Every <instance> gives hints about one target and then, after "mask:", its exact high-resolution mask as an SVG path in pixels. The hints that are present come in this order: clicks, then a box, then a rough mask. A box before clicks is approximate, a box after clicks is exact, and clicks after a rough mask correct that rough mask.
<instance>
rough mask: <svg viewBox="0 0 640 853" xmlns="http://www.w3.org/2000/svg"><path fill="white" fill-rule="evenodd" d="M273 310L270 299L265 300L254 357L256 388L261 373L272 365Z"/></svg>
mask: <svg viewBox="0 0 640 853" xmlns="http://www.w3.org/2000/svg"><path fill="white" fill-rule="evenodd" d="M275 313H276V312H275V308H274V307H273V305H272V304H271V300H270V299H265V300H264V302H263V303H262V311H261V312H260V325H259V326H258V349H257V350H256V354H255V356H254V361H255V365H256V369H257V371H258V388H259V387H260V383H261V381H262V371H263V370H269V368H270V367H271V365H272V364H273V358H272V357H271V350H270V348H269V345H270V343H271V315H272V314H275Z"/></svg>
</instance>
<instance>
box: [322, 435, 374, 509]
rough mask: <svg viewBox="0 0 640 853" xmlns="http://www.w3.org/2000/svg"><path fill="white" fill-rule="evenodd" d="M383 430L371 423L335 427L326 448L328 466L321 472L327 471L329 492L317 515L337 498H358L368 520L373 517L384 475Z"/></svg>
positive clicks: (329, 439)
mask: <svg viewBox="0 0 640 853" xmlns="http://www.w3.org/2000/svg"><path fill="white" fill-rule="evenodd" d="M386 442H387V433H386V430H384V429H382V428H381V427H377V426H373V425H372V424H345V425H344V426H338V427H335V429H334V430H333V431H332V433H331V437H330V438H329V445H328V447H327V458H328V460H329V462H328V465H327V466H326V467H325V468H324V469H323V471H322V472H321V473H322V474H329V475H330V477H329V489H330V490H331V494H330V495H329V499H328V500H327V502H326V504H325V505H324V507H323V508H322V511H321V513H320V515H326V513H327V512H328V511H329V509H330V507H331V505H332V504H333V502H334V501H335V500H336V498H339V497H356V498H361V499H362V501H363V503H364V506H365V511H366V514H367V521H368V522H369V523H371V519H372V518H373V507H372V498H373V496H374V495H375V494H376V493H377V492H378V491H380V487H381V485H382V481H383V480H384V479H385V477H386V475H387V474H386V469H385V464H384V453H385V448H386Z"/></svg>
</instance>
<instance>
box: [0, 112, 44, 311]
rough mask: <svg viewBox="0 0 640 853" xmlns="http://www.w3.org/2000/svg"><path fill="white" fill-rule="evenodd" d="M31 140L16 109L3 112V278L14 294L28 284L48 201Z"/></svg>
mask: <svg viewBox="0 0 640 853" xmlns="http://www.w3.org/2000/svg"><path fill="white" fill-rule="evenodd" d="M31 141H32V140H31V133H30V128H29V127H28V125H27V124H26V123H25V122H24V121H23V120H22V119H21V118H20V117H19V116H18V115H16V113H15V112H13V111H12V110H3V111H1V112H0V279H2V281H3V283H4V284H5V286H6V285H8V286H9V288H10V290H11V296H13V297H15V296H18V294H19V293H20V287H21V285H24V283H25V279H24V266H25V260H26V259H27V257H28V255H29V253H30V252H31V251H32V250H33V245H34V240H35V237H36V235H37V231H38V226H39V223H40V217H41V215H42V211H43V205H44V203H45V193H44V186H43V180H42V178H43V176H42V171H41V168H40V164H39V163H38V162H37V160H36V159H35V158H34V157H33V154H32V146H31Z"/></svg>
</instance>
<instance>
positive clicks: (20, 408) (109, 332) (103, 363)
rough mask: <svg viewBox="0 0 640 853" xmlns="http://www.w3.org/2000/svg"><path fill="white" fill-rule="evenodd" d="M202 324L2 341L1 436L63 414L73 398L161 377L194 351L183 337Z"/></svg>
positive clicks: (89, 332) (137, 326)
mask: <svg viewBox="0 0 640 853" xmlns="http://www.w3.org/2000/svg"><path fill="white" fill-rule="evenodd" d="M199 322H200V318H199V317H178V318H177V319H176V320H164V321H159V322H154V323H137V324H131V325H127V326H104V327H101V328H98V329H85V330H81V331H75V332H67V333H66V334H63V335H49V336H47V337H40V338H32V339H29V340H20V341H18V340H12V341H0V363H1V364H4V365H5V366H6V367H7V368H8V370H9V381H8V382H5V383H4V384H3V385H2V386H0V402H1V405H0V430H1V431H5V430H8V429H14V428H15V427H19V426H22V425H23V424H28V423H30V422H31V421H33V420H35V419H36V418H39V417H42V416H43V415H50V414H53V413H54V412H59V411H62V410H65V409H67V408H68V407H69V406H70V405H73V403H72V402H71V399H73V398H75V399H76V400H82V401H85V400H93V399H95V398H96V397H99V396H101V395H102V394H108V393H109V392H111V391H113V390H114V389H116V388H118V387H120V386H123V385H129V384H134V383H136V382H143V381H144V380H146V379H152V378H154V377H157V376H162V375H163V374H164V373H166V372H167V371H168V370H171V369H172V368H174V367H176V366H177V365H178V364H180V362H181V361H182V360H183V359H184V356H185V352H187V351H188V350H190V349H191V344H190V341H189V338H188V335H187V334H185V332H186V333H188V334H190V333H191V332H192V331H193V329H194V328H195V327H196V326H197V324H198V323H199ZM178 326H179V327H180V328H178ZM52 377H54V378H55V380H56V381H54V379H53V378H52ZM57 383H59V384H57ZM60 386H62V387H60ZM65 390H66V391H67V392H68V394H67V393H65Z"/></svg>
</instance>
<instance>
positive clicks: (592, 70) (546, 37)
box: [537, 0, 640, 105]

▶ _EXERCISE OBJECTIVE_
Count the lines above that contain the string "clicks", and reply with only that number.

▶ _ANSWER SECTION_
5